Source text:
^^^^

The Southern Textile Exposition (1915-2004) was an intermittent trade fair for textile manufacturers held in Greenville, South Carolina.

By the early 20th century, American textile production had moved into the Carolina Piedmont from its earlier center in New England. By the second decade of the century, South Carolina ranked second only to Massachusetts in textile production; and Greenville, located between Charlotte and Atlanta, was central to the industry.

In 1914, the Southern Textile Association approved the bid of Greenville mill owners to host the first textile machinery trade fair in the South. The first show, in 1915, was held in borrowed warehouses; but the trade fair was so successful that Greenville's Southern Textile Exposition, Inc. soon raised the money needed to build a permanent exhibition space, Textile Hall, on West Washington Street, which was effectively completed before the second exposition in 1917. In succeeding years the exhibition was often held biennially.

^^^^

Provided material:
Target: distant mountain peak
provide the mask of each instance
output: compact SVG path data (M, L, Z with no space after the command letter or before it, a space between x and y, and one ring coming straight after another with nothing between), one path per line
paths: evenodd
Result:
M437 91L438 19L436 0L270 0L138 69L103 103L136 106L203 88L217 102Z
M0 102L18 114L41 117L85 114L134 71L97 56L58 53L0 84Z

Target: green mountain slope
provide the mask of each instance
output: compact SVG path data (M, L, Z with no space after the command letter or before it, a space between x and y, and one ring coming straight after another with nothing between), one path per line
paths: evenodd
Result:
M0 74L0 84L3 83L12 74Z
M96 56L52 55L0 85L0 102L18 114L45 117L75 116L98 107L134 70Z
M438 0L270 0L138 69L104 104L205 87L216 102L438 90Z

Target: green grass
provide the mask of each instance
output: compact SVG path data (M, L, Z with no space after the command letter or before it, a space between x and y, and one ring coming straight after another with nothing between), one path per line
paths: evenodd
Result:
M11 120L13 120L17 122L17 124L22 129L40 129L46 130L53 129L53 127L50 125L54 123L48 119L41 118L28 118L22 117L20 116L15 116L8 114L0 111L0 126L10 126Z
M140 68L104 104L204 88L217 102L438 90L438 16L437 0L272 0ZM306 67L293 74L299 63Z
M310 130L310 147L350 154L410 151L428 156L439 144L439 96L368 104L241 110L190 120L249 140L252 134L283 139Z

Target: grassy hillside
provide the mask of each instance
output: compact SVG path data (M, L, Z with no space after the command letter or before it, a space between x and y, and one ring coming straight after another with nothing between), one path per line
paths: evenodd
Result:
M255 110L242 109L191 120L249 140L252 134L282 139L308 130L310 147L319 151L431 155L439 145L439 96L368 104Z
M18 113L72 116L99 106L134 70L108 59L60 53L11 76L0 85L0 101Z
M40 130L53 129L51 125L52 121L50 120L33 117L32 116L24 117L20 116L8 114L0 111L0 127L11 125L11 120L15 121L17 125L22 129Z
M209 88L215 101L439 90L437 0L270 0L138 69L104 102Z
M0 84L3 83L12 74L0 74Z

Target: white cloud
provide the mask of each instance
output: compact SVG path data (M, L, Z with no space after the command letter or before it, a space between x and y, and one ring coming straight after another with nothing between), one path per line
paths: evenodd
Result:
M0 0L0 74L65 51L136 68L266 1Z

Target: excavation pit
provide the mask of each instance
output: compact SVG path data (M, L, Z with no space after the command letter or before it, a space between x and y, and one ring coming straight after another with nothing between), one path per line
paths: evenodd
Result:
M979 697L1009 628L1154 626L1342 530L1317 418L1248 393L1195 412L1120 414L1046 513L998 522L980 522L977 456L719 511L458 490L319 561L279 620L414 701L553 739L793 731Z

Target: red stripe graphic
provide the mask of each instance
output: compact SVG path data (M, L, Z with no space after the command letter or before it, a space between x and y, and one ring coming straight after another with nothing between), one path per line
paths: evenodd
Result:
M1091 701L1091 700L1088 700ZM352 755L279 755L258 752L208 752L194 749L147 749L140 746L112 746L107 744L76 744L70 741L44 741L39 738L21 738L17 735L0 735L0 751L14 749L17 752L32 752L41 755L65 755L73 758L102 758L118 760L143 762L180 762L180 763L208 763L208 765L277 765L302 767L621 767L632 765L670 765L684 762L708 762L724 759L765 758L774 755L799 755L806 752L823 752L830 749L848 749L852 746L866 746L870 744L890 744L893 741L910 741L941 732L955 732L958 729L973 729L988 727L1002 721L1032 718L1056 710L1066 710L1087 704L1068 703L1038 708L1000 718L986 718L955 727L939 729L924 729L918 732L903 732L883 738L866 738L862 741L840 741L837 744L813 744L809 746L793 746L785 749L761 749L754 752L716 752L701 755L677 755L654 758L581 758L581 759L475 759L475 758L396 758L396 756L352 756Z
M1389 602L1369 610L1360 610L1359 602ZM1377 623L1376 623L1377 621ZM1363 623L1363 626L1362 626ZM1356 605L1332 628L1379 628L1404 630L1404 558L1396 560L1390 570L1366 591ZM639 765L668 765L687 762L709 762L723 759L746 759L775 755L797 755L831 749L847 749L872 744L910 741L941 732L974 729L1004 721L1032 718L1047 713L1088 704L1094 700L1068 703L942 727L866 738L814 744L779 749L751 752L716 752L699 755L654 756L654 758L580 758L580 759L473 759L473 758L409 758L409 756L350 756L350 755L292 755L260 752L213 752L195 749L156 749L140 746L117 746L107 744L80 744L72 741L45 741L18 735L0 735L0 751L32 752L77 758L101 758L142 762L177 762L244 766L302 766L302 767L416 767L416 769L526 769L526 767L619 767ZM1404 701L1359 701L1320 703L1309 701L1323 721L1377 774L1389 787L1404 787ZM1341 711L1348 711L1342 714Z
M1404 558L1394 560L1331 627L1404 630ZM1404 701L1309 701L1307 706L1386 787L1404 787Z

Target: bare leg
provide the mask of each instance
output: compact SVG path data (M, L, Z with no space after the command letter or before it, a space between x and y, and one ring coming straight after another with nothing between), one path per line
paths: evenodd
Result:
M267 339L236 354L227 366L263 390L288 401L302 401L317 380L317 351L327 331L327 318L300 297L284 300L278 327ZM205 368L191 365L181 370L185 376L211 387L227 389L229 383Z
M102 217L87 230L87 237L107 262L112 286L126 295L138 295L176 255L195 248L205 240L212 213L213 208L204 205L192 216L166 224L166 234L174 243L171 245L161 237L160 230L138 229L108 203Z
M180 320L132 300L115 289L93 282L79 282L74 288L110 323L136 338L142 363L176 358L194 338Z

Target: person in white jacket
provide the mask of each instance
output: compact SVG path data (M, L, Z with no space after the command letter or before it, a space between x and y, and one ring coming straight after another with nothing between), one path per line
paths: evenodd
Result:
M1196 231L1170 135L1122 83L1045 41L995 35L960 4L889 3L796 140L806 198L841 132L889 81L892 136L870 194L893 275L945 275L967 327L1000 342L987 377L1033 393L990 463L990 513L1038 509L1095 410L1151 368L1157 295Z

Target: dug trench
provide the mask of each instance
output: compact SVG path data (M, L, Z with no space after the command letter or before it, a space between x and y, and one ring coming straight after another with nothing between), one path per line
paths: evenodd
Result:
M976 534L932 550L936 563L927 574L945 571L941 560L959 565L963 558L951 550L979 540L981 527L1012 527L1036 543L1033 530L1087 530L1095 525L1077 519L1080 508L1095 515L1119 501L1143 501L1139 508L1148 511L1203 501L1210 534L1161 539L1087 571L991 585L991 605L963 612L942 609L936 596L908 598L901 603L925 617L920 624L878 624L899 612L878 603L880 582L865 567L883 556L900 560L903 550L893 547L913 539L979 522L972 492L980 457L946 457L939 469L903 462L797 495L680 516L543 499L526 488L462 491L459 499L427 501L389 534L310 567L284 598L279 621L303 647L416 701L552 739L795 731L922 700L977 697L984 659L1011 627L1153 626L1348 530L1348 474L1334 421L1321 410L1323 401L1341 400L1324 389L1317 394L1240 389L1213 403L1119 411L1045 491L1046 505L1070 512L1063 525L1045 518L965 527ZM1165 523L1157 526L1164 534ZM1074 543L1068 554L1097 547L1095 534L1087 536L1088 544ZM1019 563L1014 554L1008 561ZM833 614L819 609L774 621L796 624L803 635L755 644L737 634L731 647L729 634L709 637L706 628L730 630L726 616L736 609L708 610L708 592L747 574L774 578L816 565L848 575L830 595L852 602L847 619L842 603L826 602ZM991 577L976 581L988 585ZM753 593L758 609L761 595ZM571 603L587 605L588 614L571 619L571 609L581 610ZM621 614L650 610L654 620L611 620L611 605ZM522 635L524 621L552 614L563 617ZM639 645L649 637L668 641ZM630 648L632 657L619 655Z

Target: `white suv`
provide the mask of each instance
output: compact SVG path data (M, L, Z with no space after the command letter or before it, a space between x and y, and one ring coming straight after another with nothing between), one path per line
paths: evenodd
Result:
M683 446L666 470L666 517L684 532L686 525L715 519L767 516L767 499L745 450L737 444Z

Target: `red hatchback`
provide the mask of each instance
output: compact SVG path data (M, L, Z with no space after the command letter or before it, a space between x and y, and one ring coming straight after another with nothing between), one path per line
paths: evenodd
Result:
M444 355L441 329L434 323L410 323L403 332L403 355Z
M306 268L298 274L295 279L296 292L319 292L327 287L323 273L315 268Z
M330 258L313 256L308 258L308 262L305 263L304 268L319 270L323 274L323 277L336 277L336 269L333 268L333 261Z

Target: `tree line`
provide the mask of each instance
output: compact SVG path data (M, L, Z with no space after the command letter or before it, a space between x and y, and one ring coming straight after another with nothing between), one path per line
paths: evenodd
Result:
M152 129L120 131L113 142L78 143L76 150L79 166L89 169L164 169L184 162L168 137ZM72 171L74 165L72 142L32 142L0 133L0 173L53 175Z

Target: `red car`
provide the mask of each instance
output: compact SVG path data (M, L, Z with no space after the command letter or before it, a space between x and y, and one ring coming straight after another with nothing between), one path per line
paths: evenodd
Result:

^^^^

Using the information:
A: Rewrite the stretch of the Southern Textile Exposition account from "The Southern Textile Exposition" through "to the industry.", putting "the Northeast" in place of "New England".
B: Answer these questions from the Southern Textile Exposition account:
(i) Over what span of years was the exposition held?
(ii) Which state outranked South Carolina in textile production by the second decade of the century?
(iii) What was the permanent exhibition space built in Greenville called?
C: Continue the account of the Southern Textile Exposition from where it stops.
The material has no connection to the account of the Southern Textile Exposition.

Per-task outputs:
A:
The Southern Textile Exposition (1915-2004) was an intermittent trade fair for textile manufacturers held in Greenville, South Carolina.

By the early 20th century, American textile production had moved into the Carolina Piedmont from its earlier center in the Northeast. By the second decade of the century, South Carolina ranked second only to Massachusetts in textile production; and Greenville, located between Charlotte and Atlanta, was central to the industry.

B:
(i) 1915 to 2004
(ii) Massachusetts
(iii) Textile Hall

C:
By 1946 Greenville could advertise itself as the "Textile Capital of the World," and by 1962 Textile Hall, even with nine annexes and additional leased space, proved inadequate to host the Textile Exposition. The Greenville corporation put up a larger building adjoining the Greenville Downtown Airport on the new U.S. Route 29-Bypass. In 1969 the Exposition joined with the American Textile Machinery Association to sponsor the American Textile Machinery Exhibition-International, the largest textile machinery show ever held in the United States.

By the end of the 20th century, low wages and new production capacity in countries such as China, India, and Brazil dramatically reduced textile production in the United States, especially in the Southeast. The Southern Textile Exposition was held in Greenville for a final time in 2004.